_Text block_.
○ ○ ○ ○
| Lesson 4 | First normal form |
| Objective | Explain the requirements for first normal form. |
What 1NF means: Each row–column intersection holds a single, indivisible value; there are no repeating groups. A stable key uniquely identifies each row. These rules keep data consistent and make queries predictable.
Why you care: Designs that violate 1NF are hard to search, update, and validate. Values get crammed into one cell (lists, CSVs), or columns get cloned to simulate “more of the same thing” (Author1, Author2, …). Normalization fixes this without losing information.
| Book | ||||||||
| BookID | ISBN | Title | Author1 | Author2 | Date | Pages | Publisher | City |
| 1 | 978-0321765723 | The Lord of the Rings | J.R.R. Tolkien | Glenn Gould | 1954 | 1216 | Allen Unwin | London |
| 2 | 978-0743273565 | The Hitchhiker's Guide to the Galaxy | Douglas Adams | Byron Janis | 1979 | 224 | Pan Books | London |
Thing1, Thing2, … to store multiple values).Identify a primary key so each row is unique. Atomicity + no repeating groups + a clear key give you 1NF.
A repeating group occurs when a single row can hold multiple values for the same attribute (e.g., multiple authors, multiple phone numbers). In ER terms, it corresponds to a multivalued attribute. The fix is to represent each value as a separate row in a related table.
When lists live in cells, you lose referential integrity and searchability. Consider the employee table below with children’s names and birthdates stored as comma-separated lists.
| EmpNum | First Name | Last Name | Child Names | Child Birthdates |
| 1001 | Jane | Doe | Mary, Sam | 1/9/02, 5/15/04 |
| 1002 | John | Doe | Lisa, David | 1/9/00, 5/15/01 |
| 1003 | Jane | Smith | John, Pat, Lee, Mary | 10/5/04, 10/12/00, 6/6/2006, 8/21/04 |
| 1004 | John | Smith | Michael | 7/4/06 |
| 1005 | Jane | Jones | Edward, Martha | 10/21/05, 10/15/99 |
Solution: eliminate repeating groups by moving them to a related table keyed by the parent entity.
The schema below replaces Author1/Author2 with a proper relationship. It preserves all facts, supports any number of authors, and allows ordering.
○ ○ ○ ○
Data entries
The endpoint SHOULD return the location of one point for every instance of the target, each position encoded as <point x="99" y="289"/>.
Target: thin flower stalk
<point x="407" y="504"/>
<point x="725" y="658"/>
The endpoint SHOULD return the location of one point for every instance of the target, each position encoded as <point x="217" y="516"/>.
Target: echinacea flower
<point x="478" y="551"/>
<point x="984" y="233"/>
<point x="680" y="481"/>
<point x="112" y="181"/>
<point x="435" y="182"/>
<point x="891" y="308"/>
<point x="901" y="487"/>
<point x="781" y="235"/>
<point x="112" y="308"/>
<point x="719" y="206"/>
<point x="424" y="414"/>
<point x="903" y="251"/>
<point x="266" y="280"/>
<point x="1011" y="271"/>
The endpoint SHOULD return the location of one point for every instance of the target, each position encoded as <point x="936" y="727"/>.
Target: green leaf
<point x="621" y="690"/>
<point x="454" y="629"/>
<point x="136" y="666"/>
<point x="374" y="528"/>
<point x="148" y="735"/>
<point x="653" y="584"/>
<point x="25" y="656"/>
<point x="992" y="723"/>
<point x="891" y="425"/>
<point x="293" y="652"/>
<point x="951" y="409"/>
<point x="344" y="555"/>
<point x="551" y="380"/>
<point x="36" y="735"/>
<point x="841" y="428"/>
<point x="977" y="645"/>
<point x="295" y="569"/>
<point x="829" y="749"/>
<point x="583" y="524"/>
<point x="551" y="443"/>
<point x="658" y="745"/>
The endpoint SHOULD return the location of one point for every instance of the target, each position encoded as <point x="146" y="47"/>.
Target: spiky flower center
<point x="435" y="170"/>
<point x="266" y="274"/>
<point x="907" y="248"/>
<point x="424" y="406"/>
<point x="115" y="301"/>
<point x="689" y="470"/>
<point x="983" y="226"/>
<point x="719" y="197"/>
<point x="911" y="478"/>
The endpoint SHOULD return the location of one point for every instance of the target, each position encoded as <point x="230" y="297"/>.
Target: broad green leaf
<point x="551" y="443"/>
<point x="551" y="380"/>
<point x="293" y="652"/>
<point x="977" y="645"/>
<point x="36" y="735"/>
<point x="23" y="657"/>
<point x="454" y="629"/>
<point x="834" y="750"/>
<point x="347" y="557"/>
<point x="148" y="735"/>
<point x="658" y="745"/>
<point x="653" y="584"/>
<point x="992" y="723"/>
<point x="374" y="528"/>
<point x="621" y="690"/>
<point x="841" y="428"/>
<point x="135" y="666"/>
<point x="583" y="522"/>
○ ○ ○ ○
_Tasks_.
1. Transcribe the passage of the first normal form lesson that begins at the words "When lists live" and stops after "as comma-separated lists.".
2. List every column heading in the employee table of the first normal form lesson.
Rely solely on the first normal form lesson when responding.

_Solved problems_.
1.
When lists live in cells, you lose referential integrity and searchability. Consider the employee table below with children’s names and birthdates stored as comma-separated lists.

2.
EmpNum
First Name
Last Name
Child Names
Child Birthdates